#### [Task directions]
Please print exactly the lines running from the one that contains "[tag] one dot per instance, sample [502,135]." to the end of the data, with both lines included.

#### [Materials provided]
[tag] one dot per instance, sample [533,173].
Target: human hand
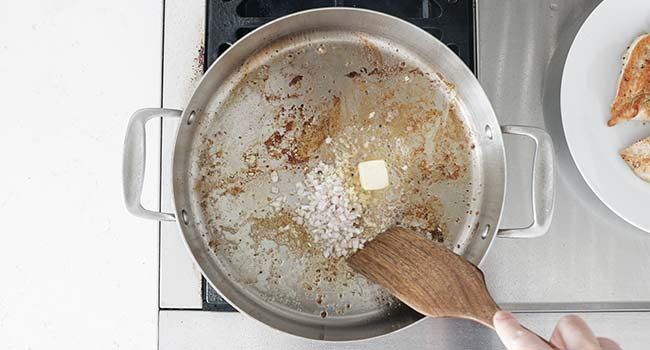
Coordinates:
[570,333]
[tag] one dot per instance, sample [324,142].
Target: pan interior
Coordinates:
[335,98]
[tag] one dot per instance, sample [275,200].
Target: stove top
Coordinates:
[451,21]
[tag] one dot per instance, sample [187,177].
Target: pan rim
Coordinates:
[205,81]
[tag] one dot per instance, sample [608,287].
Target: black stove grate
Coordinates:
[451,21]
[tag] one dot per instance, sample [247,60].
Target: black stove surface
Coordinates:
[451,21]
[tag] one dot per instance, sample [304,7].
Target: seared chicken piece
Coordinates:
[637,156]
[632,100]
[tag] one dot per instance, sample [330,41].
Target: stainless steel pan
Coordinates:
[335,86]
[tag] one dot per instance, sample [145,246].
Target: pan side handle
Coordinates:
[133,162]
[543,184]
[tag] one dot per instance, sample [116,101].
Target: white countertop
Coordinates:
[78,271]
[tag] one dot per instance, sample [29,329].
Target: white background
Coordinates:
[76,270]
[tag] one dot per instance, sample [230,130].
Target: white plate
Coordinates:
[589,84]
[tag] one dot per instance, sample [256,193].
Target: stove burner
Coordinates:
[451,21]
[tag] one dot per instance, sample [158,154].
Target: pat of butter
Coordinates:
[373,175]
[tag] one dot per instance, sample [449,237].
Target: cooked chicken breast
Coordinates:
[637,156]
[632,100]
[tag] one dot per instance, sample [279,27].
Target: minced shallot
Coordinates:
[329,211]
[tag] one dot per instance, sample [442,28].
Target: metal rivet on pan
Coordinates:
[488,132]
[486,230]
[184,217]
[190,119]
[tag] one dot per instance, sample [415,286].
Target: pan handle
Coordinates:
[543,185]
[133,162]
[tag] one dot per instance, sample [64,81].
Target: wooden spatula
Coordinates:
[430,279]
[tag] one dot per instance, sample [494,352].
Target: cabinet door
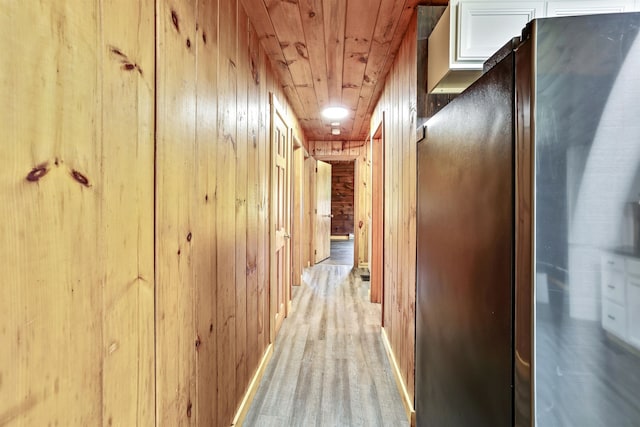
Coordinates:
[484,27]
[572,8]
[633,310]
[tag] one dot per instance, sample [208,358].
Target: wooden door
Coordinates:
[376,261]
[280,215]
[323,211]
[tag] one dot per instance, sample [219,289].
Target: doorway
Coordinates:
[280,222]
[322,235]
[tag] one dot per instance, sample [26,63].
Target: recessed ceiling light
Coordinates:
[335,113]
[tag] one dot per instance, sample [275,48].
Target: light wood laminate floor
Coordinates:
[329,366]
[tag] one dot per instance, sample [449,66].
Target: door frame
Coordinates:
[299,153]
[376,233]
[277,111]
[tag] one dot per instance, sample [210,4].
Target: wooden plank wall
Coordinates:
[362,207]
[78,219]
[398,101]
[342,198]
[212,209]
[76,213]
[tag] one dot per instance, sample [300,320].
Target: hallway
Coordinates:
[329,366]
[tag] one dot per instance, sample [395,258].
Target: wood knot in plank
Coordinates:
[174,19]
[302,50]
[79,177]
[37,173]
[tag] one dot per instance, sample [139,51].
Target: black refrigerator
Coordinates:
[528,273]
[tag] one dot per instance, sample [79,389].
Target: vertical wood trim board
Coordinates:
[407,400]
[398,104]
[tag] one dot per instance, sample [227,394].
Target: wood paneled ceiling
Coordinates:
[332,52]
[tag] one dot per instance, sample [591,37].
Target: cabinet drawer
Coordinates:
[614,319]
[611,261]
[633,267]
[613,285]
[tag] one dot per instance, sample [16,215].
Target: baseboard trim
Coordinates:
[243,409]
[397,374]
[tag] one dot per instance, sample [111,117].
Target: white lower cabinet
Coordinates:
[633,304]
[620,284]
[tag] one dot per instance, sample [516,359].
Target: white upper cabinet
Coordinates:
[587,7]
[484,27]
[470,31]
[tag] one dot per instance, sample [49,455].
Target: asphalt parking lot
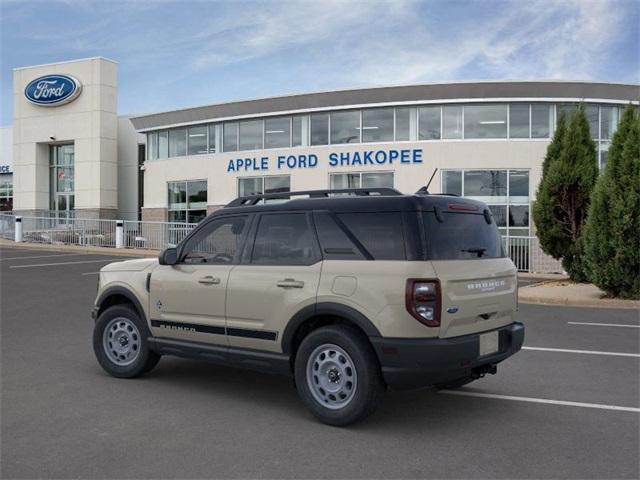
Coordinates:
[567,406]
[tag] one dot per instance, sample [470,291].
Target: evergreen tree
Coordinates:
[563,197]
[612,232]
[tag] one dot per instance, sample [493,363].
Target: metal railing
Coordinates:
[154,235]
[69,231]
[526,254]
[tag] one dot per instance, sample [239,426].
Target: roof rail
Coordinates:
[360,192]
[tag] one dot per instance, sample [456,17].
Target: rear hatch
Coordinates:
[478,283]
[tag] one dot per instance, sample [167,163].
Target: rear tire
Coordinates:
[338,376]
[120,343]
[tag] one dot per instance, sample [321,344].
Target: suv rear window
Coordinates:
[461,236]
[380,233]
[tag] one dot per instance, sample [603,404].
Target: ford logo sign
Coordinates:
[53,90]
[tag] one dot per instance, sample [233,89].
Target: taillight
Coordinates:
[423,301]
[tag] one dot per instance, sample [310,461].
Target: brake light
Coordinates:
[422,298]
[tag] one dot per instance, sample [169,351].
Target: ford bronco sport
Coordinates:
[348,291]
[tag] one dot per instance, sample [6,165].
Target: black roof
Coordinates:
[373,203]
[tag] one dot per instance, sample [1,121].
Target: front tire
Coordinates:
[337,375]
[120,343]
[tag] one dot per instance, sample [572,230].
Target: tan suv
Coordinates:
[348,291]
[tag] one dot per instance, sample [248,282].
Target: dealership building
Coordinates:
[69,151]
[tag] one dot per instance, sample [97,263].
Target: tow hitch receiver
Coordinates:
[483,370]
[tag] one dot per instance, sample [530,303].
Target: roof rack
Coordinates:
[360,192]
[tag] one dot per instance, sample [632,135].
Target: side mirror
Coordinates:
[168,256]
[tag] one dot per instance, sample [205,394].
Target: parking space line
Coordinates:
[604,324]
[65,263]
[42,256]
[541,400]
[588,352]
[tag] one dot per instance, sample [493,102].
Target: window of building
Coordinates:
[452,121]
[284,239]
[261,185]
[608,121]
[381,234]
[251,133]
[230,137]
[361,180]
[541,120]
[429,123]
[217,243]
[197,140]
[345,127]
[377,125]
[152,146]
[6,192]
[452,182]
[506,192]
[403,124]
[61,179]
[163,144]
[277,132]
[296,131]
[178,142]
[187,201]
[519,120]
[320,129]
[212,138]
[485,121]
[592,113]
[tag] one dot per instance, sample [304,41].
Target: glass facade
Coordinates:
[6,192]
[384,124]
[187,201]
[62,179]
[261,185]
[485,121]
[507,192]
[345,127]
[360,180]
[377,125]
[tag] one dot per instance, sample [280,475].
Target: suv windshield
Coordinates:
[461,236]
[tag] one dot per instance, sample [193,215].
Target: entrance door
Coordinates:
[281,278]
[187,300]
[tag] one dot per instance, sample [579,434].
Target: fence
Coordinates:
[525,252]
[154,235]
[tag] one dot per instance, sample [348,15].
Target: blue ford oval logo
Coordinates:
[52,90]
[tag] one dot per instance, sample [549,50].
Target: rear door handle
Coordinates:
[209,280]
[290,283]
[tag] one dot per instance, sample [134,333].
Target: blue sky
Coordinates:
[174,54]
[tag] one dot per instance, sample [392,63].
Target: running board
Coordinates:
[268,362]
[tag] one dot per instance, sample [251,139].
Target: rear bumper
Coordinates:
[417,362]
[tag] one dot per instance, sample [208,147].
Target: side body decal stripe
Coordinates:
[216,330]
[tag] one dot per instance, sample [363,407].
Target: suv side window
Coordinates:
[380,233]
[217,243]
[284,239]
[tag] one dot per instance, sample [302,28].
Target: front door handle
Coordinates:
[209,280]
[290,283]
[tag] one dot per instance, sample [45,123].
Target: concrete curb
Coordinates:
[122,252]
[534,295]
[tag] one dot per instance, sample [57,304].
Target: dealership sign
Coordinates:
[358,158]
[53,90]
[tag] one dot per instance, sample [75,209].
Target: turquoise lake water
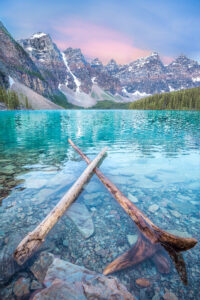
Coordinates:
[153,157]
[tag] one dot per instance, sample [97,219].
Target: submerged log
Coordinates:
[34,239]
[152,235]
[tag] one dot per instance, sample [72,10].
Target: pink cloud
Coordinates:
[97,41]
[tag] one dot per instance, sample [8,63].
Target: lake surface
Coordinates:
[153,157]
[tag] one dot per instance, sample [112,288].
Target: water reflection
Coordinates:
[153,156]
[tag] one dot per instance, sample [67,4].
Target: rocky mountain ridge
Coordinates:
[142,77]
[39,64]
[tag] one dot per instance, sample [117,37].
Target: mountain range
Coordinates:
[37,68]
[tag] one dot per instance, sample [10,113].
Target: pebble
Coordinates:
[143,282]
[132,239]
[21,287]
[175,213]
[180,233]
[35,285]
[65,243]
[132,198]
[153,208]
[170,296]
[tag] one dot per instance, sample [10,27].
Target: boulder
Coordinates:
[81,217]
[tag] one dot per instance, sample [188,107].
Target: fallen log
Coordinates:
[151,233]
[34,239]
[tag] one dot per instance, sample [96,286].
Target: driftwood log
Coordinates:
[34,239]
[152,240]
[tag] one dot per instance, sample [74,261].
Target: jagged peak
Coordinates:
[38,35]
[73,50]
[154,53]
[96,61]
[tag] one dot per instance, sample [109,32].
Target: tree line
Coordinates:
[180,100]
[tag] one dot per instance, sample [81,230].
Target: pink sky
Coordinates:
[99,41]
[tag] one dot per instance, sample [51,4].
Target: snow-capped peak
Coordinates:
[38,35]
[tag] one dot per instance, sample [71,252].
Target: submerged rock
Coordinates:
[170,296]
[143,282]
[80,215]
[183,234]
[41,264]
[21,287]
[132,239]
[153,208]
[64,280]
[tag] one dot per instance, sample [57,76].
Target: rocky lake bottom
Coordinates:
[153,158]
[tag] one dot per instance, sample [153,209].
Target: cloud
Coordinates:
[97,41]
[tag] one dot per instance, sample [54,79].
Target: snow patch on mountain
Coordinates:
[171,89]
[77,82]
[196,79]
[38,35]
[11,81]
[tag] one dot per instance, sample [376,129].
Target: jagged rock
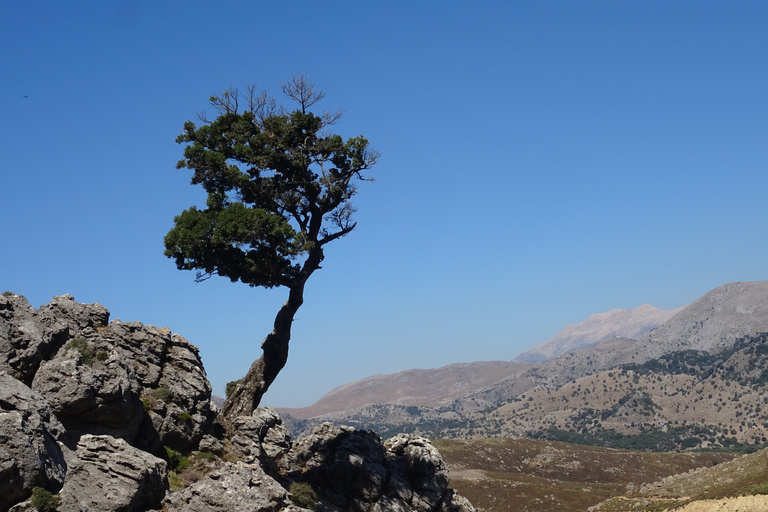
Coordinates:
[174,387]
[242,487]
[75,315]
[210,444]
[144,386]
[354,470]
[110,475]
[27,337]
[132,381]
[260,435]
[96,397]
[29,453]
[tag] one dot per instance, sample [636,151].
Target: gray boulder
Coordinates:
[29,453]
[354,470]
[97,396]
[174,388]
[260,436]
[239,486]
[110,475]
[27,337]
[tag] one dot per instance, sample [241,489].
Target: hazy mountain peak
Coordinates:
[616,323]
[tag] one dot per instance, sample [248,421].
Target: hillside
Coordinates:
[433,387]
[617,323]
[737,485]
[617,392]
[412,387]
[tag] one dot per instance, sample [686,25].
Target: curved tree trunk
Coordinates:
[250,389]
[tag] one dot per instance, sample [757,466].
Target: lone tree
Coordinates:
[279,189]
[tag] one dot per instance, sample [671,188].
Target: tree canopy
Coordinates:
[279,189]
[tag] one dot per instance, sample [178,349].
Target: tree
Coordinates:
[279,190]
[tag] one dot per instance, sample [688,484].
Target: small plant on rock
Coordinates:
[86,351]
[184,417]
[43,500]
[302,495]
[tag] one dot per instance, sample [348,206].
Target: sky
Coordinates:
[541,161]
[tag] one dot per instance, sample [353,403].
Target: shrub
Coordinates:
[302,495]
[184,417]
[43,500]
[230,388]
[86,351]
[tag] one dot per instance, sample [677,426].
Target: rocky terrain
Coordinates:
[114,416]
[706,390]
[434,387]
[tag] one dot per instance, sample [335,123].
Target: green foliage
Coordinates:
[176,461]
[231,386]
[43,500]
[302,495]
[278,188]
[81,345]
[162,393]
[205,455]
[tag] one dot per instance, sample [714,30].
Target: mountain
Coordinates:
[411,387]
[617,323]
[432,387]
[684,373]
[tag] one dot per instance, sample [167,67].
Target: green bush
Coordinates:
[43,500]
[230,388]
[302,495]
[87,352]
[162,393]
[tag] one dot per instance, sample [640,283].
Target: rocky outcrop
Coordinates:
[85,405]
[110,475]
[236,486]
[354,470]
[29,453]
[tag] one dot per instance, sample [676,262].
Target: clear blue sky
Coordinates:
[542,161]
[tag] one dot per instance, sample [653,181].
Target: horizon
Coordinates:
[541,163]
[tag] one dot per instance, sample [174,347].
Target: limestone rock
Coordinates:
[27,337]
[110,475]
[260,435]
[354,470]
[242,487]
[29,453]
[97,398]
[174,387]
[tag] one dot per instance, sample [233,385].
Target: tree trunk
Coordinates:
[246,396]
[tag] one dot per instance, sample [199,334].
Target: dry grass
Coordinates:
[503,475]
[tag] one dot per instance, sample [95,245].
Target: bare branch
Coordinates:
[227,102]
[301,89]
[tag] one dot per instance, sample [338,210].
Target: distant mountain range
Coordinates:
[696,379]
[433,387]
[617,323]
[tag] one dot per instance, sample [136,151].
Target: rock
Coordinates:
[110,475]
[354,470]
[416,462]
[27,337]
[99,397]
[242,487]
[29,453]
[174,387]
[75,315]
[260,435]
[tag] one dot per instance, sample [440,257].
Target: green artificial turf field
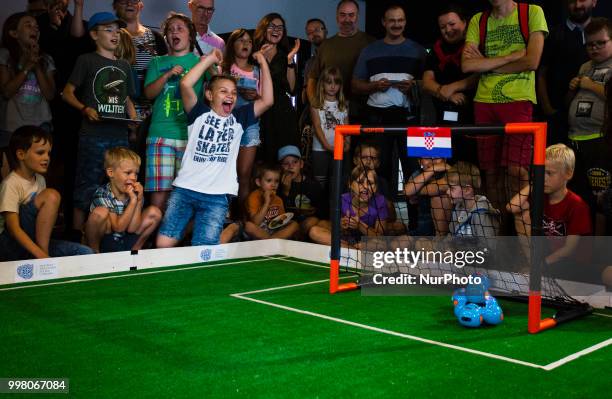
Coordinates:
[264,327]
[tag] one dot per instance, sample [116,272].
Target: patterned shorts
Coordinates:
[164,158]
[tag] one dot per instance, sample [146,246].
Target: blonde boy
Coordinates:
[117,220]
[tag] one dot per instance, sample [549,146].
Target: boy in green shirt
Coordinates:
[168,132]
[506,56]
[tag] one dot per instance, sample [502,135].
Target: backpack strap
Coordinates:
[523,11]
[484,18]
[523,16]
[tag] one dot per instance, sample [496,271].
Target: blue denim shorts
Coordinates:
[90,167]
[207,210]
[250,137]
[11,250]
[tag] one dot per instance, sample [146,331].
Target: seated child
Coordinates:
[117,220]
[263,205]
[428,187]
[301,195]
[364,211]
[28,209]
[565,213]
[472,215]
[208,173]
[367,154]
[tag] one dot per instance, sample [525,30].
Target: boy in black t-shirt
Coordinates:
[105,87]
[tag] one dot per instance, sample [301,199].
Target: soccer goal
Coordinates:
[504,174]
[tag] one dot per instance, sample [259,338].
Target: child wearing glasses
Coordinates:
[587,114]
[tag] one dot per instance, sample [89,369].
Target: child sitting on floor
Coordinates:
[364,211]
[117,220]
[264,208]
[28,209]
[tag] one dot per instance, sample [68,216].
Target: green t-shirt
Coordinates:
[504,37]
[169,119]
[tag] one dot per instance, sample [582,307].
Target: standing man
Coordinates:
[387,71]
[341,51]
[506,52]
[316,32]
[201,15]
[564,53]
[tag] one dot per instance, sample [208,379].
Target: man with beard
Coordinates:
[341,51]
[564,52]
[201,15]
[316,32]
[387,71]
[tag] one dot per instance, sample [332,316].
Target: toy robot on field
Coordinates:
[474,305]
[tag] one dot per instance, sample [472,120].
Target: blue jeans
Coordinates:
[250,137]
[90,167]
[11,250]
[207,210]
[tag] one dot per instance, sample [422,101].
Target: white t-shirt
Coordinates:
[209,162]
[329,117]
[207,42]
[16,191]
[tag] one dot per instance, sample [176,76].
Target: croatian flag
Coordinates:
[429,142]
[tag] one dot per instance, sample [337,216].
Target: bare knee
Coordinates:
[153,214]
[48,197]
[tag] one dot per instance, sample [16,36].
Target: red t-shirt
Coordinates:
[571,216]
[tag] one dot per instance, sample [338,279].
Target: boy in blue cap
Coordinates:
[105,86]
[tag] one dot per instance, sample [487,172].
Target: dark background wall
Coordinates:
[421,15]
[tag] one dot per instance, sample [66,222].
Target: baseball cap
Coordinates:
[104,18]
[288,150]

#### [Written solution]
[tag] one dot per instance, sample [502,135].
Target: backpack strap
Coordinates:
[523,11]
[484,18]
[523,16]
[tag] one dot per instance, sample [496,271].
Target: blue denim shorts
Coordinates:
[90,167]
[207,210]
[250,137]
[11,250]
[tag] one dot per instance, sample [146,331].
Target: seated child
Coordinates:
[117,220]
[263,205]
[428,187]
[301,195]
[364,211]
[28,209]
[565,213]
[472,215]
[208,173]
[367,154]
[tag] one dot per instance, sample [525,30].
Target: boy in black t-shirt
Coordinates:
[105,87]
[tag] one dot per instance, sample [301,199].
Target: soccer goal
Coordinates:
[504,174]
[tag] one dot per instance, sample [259,338].
Target: child wearing glasses
Coordinates:
[587,114]
[tag] one dot per instance, sample [89,369].
Target: child sitting on floor
Coordinates:
[364,211]
[117,220]
[264,208]
[28,209]
[tag] one dot per instance, sample [68,216].
Target: green t-shirt
Coordinates:
[504,37]
[169,119]
[tag] one dot per instance, sample [582,307].
Target: standing man
Coordinates:
[387,71]
[341,51]
[506,52]
[316,32]
[201,15]
[564,53]
[tag] one dot per instance, sample [208,379].
Target: man with beard
Coordinates:
[341,51]
[564,52]
[201,15]
[316,32]
[387,71]
[tag] one dot per instance, sample [332,316].
Target: toy robot on field
Coordinates:
[474,305]
[tag] one dot per instance, sample [472,120].
Target: blue jeans
Coordinates:
[250,137]
[90,167]
[11,250]
[207,210]
[tag] one dot per instance, sample [422,101].
Target: white t-shirt
Coordinates:
[209,162]
[329,117]
[207,42]
[16,191]
[tag] one dot per instance, sample [176,76].
Target: croatian flag
Coordinates:
[429,142]
[tag] one dot per instance, sample [337,216].
Target: bare knee
Coordinates:
[153,214]
[48,197]
[tag] one dot per instance, sample [16,36].
Target: red t-shirt
Coordinates:
[571,216]
[tag] one dot per instance, sample [338,279].
Target: boy in blue cap
Coordinates:
[105,86]
[tag] one dot per instance, sample [487,172].
Target: dark background wall
Coordinates:
[421,15]
[tag] one dot per instance, sample [66,222].
Target: baseball cap
Coordinates:
[104,18]
[288,150]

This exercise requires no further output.